> [Problem statement]: Set down word for word the stretch of the CXL driver discussion below that starts with "I'm not entirely" and goes on through "that uses PCI_DEVICE_CLASS.".

> [Passage to read]:
┄┄┄┄┄┄

We could probably use a dedicated error label for all the error paths
before the pci_dev_put in the main function so we don't need it in every
error path.

> > I was half-expecting to see a new entry in the cxl_pci_tbl pci ID table
> > for the Mellanox entry, but no such thing. By what magic is cxl_probe()
> > called after the switch? Because of the device class?
> 
> It matches against the class, as function 0 of the device after reset 
> comes up as a class 1200 processing accelerator.
> 
> Perhaps we should be a bit more explicit though...

If we explicitly match the Vendor + Device ID we will also match the
networking functions, which we can't do, because before the mode switch
there *IS* a CAPI VSEC in one of the networking functions and our driver
would mistake it as a generic accelerator and try to initialise it. We
could add a comment to this effect to the PCI ID table.

Cheers,
-Ian
Andrew Donnellan July 7, 2016, 6:44 a.m. UTC | #5
On 07/07/16 16:26, Ian Munsie wrote:
> We could probably use a dedicated error label for all the error paths
> before the pci_dev_put in the main function so we don't need it in every
> error path.

Yep, I've added that.

> If we explicitly match the Vendor + Device ID we will also match the
> networking functions, which we can't do, because before the mode switch
> there *IS* a CAPI VSEC in one of the networking functions and our driver
> would mistake it as a generic accelerator and try to initialise it. We
> could add a comment to this effect to the PCI ID table.

We can match the vendor, device ID *and* class code - unfortunately 
there isn't a macro for this, which makes it a little bit less 
aesthetically pleasing, but I'm pretty sure this works.

I'm not entirely sure how I feel about our current strategy of matching 
on all class 1200 devices (though if it weren't a CAPI device we'd bail 
very quickly...) - my quick grepping tells me we're one of a very small 
set of drivers in the kernel that uses PCI_DEVICE_CLASS.
Andrew Donnellan July 7, 2016, 8:15 a.m. UTC | #6
On 07/07/16 16:44, Andrew Donnellan wrote:
> We can match the vendor, device ID *and* class code - unfortunately
> there isn't a macro for this, which makes it a little bit less
> aesthetically pleasing, but I'm pretty sure this works.

Something like the below, which works fine:

/*
  * Matches a given PCI vendor ID and device ID, but only for class 12
  * (processing accelerators). Useful for bi-modal cards, such as the
  * Mellanox ConnectX-4, which keep the same vendor/device ID
  * post-mode-switch.

┄┄┄┄┄┄

> [Material]:
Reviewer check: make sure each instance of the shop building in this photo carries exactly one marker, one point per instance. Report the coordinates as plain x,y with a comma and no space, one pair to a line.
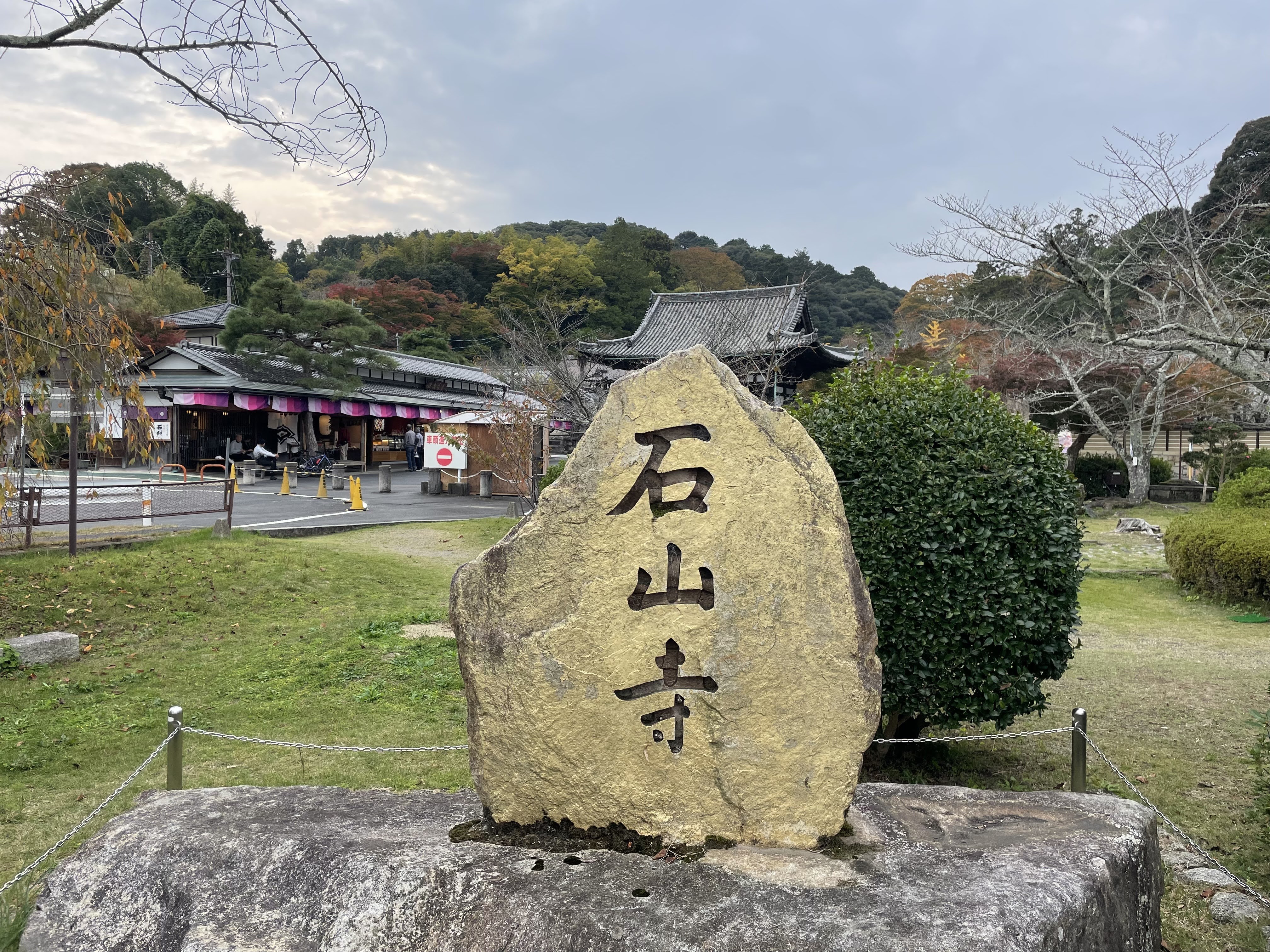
206,395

┄┄┄┄┄┄

> [Final result]:
I'm not entirely sure how I feel about our current strategy of matching 
on all class 1200 devices (though if it weren't a CAPI device we'd bail 
very quickly...) - my quick grepping tells me we're one of a very small 
set of drivers in the kernel that uses PCI_DEVICE_CLASS.